*** TEXT SEGMENT

USAA’s $500 million plan and new fellowship pathways

USAA already has several veteran employment initiatives on the docket this year. This March, the company tells Fortune it will host a nationwide U.S. Chamber of Commerce Foundation program, Hiring our Heroes, in San Antonio to connect on the issue. And in the coming months, USAA will host events with nonprofit and HR association SHRM to brainstorm the best ways to improve military hiring in the U.S.

In stride with Honor Through Action, USAA also launched two 18-month fellowship programs designed to transition military personnel into full-time company positions: Summit and Signal. In three six-month rotations, participants cycle through different parts of the financial services giant to find the best fit. The future leadership track, Summit, rotates fellows through departments including business strategy, operational planning, and product ownership. Starting anew can be isolating, so USAA is ensuring that military personnel are not walking these career paths alone—veterans are connected to mentors every step of the way.

******
*** INFORMATION

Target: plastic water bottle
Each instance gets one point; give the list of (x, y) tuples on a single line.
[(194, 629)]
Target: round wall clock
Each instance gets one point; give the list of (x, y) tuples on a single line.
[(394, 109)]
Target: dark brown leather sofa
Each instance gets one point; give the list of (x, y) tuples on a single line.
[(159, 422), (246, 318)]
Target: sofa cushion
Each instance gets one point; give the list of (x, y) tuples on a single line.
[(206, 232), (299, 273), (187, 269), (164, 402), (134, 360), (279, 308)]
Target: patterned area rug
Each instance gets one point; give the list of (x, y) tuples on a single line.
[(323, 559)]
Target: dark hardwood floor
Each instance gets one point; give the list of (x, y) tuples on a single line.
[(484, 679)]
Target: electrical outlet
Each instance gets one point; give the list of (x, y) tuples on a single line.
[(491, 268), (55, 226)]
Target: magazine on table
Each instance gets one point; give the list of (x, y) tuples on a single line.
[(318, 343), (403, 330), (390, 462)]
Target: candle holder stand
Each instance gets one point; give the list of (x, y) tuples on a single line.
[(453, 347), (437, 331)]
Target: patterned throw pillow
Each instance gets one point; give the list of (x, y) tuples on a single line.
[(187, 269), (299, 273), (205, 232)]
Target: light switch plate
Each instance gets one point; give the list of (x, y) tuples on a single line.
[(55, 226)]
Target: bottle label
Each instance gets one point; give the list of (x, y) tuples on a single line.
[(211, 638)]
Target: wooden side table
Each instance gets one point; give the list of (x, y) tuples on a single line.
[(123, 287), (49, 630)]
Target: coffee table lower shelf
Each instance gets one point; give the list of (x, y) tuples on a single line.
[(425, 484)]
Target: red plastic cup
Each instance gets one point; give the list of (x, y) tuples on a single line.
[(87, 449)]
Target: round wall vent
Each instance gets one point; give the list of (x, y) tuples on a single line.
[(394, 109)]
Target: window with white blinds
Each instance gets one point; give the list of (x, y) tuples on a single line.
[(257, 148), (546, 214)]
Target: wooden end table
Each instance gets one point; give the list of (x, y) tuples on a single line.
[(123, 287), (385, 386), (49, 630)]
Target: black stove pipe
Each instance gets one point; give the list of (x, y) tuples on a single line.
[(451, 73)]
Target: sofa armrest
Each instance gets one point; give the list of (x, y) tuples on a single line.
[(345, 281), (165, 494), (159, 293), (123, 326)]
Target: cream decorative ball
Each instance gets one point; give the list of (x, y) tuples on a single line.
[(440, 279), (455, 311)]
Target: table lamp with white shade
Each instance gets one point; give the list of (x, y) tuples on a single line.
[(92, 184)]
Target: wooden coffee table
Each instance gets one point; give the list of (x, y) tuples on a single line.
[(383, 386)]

******

— THE TASK —
From the USAA text segment, reproduce the stretch from "In stride with" through "of the way.".

— ANSWER SPACE —
In stride with Honor Through Action, USAA also launched two 18-month fellowship programs designed to transition military personnel into full-time company positions: Summit and Signal. In three six-month rotations, participants cycle through different parts of the financial services giant to find the best fit. The future leadership track, Summit, rotates fellows through departments including business strategy, operational planning, and product ownership. Starting anew can be isolating, so USAA is ensuring that military personnel are not walking these career paths alone—veterans are connected to mentors every step of the way.